Give the entries again exactly, without pictures.
BEGIN MATERIAL SHOWN
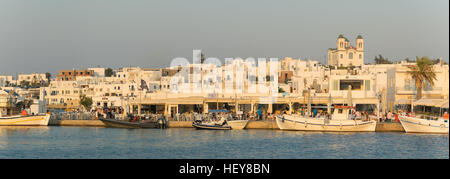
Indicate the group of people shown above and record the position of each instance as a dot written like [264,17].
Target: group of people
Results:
[110,113]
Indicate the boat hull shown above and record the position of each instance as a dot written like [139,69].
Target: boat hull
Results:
[132,125]
[36,120]
[417,125]
[210,127]
[238,124]
[288,122]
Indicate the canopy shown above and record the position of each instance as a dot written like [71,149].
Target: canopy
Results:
[218,110]
[403,101]
[429,102]
[444,104]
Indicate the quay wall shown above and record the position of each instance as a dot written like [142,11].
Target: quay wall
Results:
[265,124]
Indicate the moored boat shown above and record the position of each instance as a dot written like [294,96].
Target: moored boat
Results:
[199,125]
[160,123]
[237,124]
[338,123]
[34,120]
[11,105]
[418,125]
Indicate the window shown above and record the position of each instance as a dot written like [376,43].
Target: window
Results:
[367,85]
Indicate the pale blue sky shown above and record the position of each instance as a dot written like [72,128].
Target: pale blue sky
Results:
[48,35]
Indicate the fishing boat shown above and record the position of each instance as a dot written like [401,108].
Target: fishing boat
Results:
[234,124]
[339,122]
[427,125]
[238,124]
[159,124]
[208,126]
[10,114]
[33,120]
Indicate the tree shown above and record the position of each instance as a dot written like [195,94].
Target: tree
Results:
[86,102]
[422,72]
[109,72]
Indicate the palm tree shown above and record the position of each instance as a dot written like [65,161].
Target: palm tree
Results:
[422,72]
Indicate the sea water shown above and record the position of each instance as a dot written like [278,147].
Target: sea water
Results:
[184,143]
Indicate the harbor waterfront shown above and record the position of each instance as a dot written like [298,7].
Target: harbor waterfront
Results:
[264,124]
[187,143]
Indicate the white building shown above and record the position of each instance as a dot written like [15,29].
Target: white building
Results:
[345,55]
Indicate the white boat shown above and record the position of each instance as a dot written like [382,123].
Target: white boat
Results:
[35,120]
[238,124]
[418,125]
[234,124]
[339,123]
[10,113]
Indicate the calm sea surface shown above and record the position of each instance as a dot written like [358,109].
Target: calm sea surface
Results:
[90,142]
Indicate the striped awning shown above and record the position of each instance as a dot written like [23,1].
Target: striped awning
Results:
[429,102]
[403,101]
[444,104]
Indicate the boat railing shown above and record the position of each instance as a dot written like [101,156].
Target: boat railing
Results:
[427,117]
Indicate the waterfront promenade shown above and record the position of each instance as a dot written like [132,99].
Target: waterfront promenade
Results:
[264,124]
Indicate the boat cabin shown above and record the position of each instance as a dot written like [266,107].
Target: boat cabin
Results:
[7,104]
[342,112]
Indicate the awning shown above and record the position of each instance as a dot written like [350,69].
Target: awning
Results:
[444,104]
[403,101]
[429,102]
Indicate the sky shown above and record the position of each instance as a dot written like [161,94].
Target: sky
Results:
[50,35]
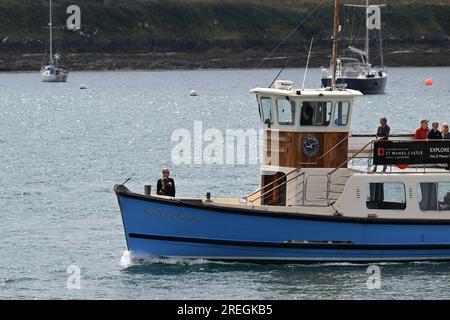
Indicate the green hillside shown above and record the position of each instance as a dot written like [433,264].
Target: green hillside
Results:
[184,26]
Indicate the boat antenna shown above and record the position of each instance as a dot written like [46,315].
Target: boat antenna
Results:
[335,43]
[50,24]
[126,181]
[307,63]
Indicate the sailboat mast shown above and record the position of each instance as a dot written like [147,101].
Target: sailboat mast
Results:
[366,49]
[335,42]
[51,33]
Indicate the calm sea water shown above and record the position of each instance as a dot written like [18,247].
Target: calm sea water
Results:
[63,149]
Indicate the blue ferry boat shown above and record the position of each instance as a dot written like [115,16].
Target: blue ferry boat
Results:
[315,203]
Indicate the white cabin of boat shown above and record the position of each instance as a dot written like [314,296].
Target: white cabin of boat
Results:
[305,130]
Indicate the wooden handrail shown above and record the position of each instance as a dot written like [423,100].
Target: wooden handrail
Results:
[283,183]
[286,175]
[352,157]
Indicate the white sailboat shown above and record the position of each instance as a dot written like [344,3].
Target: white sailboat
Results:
[359,74]
[53,71]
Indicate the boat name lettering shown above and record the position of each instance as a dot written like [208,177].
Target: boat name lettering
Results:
[171,215]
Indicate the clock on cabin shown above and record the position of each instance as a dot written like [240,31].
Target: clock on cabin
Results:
[310,146]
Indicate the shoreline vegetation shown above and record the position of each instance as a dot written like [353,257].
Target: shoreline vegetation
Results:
[202,34]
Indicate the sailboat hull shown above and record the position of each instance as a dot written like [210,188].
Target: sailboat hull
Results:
[375,85]
[54,78]
[158,227]
[54,74]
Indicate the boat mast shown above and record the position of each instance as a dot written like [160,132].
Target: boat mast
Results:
[335,42]
[366,49]
[50,24]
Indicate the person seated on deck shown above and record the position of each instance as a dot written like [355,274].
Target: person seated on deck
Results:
[166,185]
[422,131]
[445,205]
[445,132]
[307,114]
[434,133]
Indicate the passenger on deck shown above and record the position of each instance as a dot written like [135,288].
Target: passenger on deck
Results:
[445,205]
[383,134]
[434,133]
[166,185]
[422,131]
[307,114]
[445,133]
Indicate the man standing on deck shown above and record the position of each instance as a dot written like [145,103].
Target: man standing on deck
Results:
[166,185]
[422,131]
[383,134]
[434,133]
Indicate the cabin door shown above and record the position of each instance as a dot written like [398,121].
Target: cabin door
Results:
[274,189]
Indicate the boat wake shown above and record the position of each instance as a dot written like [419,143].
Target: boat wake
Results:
[129,260]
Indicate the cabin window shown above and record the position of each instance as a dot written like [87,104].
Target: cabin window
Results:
[386,196]
[286,111]
[266,110]
[316,113]
[434,196]
[341,113]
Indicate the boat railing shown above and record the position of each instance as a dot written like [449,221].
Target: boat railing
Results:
[263,192]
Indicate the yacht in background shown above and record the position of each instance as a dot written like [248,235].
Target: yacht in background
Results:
[53,71]
[358,73]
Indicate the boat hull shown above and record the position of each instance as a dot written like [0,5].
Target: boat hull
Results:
[375,85]
[54,77]
[169,228]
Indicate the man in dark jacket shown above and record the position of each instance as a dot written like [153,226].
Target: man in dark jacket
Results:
[434,133]
[383,134]
[166,185]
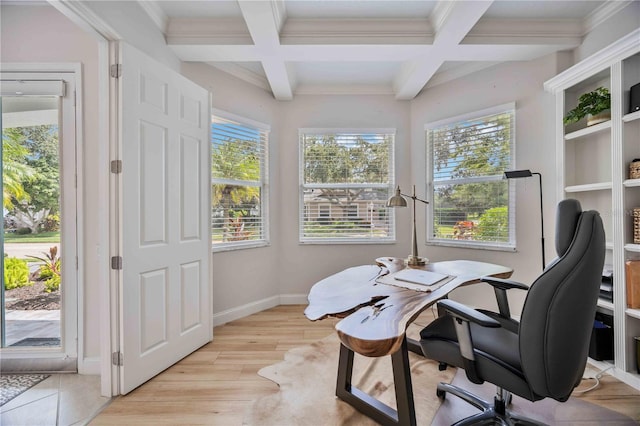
END MATERIAL SHOWN
> [THE COMPLETED TASK]:
Indicate the group of people shown above and record the position of each instance as a dot written like [264,17].
Target: group of people
Results:
[110,113]
Indicate the boat hull shown above and record the position of each instance as a dot written like [139,69].
Target: boat hull
Results:
[132,125]
[36,120]
[417,125]
[210,127]
[238,124]
[288,122]
Indicate the canopy shown above and record the position of each instance as a dot written like [71,149].
Target: canopy
Results:
[218,110]
[403,101]
[429,102]
[444,104]
Indicate the quay wall shown above and record the position of each instance as a dot written like [142,11].
Target: quay wall
Results:
[265,124]
Indicate the moored boat shown above and record the position of each instance as a dot written like [294,96].
Target: moored boat
Results:
[199,125]
[160,123]
[237,124]
[338,123]
[34,120]
[11,105]
[418,125]
Indicate the window shown above and record the position of each instance as a dot written like [376,43].
Target: window
Results:
[367,85]
Indicate the pale blue sky shown above and record the position of each instance as a dot written like [72,128].
Target: pale blue sky
Results:
[48,35]
Indicate the fishing boat shown above and record the position of each instance as a dot written like [401,108].
Target: fishing boat
Results:
[234,124]
[339,122]
[427,125]
[238,124]
[159,124]
[208,126]
[10,114]
[33,120]
Indicate the tree shown above and record the position of each instance as a dot written like [195,94].
Target: tree
Results:
[86,102]
[422,72]
[109,72]
Indicate the palm tree shown above and record the position of each instance as a dot written like [65,161].
Target: palm tree
Results:
[422,72]
Indicate the sea water shown above and record the position of each instance as a dot written like [278,147].
Target: sea water
Results:
[184,143]
Indicate the harbor waterfront shown above and record the position of each instance as a dot written like [298,7].
Target: harbor waterfront
Results:
[264,124]
[187,143]
Indicate the white building shown above and record the position of each instance as a dot written like [15,29].
Target: white building
Results:
[345,55]
Indicate the white boat shown above and record the position of each instance as a dot written like [382,123].
Target: white boat
Results:
[35,120]
[238,124]
[418,125]
[234,124]
[339,123]
[10,113]
Indicate the calm sea surface shown above and record the position of each instance as a dot written like [358,109].
Target: calm sea surface
Results:
[90,142]
Indicate the striped awning shown above and record the position of each instance as a dot written like [23,1].
Target: striped awning
Results:
[429,102]
[403,101]
[444,104]
Indicate the boat railing shown above and record the position of each instance as a dot written like [101,156].
Target: boat railing
Results:
[427,117]
Indicate the waterfront promenade shown above and record the position of each instance as a dot written like [132,99].
Target: waterfront promenade
Results:
[264,124]
Indicate the boat cabin shown above and record the position of each instance as a dot written like [266,107].
Target: boat cabin
Results:
[7,104]
[342,112]
Indicate the awning shown above and record the position of each instance as a dot written like [350,69].
Target: awning
Results:
[444,104]
[403,101]
[429,102]
Indicate the sky shown above and record the position of each instance as a dot written like [161,94].
Target: sky
Results:
[50,35]
Indicate the green hillside shown above and record the position of each instance as a dot written like [433,264].
Target: green hillside
Results:
[184,26]
Indicate the boat antenna shown above and record the position of each instance as a dot written like [46,315].
Target: boat antenna
Results:
[335,43]
[50,24]
[126,181]
[307,63]
Indicate the sailboat mast shown above and record the position of each instance as a dot written like [147,101].
Target: sailboat mast
Results:
[366,49]
[335,42]
[51,33]
Indicate the calm sea water shown above and record the position of each instance as a dot written like [18,247].
Target: calm sea water
Results:
[63,149]
Indicate the blue ferry boat shown above and record the position of each instance as a dot written like [115,16].
Target: blue ferry boat
Results:
[315,203]
Indicate the white cabin of boat shown above and record the position of each instance as a dot written like [314,296].
Target: white cabin of boat
Results:
[305,130]
Indicate the wooden handrail shown above and record the position of each instance as a dot written like [423,100].
Target: wooden handrail
Results:
[283,183]
[286,175]
[352,157]
Indicate the white sailboat shown above and record the position of each instance as a dot written like [344,3].
Target: white sailboat
Results:
[359,74]
[53,71]
Indicate the boat name lettering shown above and record the position of each instance as a dot written like [208,177].
Target: boat name lettering
Results:
[171,215]
Indicate the clock on cabin shown above and record the position of each instance as a dot written like [240,31].
Target: clock on cabin
Results:
[310,146]
Indicate the shoreline vegetation shown above and record the position of each instance as a dot written like [353,257].
Target: shoreline vegetation
Results:
[202,34]
Indicate the sailboat hull shown above and record the position of each instance as a dot written like [210,188].
Target: sailboat hull
Results:
[375,85]
[54,78]
[158,227]
[54,74]
Indicate the boat mast shown above and record the position of each instance as a dot written like [160,132].
Target: boat mast
Results:
[335,42]
[366,49]
[50,24]
Indicate the person seated on deck shown above and record the position of each instance as a dot written like [355,274].
Target: person seated on deck
Results:
[166,185]
[422,131]
[445,205]
[445,132]
[307,114]
[434,133]
Indicate the passenger on deck shown above and record the position of each instance as a dot written like [135,288].
Target: passenger on deck
Results:
[445,205]
[383,134]
[434,133]
[166,185]
[422,131]
[307,114]
[445,133]
Indicate the man standing on deck shown above and record the position of each instance as a dot written like [145,103].
Target: man standing on deck
Results:
[166,185]
[422,131]
[383,134]
[434,133]
Indicate the cabin door shown above and record the position of each instance as a dot written like [398,121].
Target: cabin door
Results:
[274,189]
Indicate the boat wake shown above and record the position of each instance as a dot written like [419,143].
Target: boat wake
Results:
[129,260]
Indicate the cabin window shown above and record the position of each instance as a dot written like [87,104].
Target: cabin window
Results:
[386,196]
[286,111]
[266,110]
[316,113]
[434,196]
[341,113]
Indicate the boat railing shown above and record the position of each instance as a dot written like [449,221].
Target: boat railing
Results:
[263,192]
Indicate the yacht in background shown above and record the position of each instance as a dot written like [248,235].
Target: yacht in background
Results:
[53,71]
[358,73]
Indicate the boat hull shown above and record the position of each instance as a dot written like [0,5].
Target: boat hull
Results:
[375,85]
[54,77]
[169,228]
Indicate the man in dark jacket shown above and record the position of each instance as a dot written like [153,226].
Target: man in dark jacket
Results:
[434,133]
[383,134]
[166,185]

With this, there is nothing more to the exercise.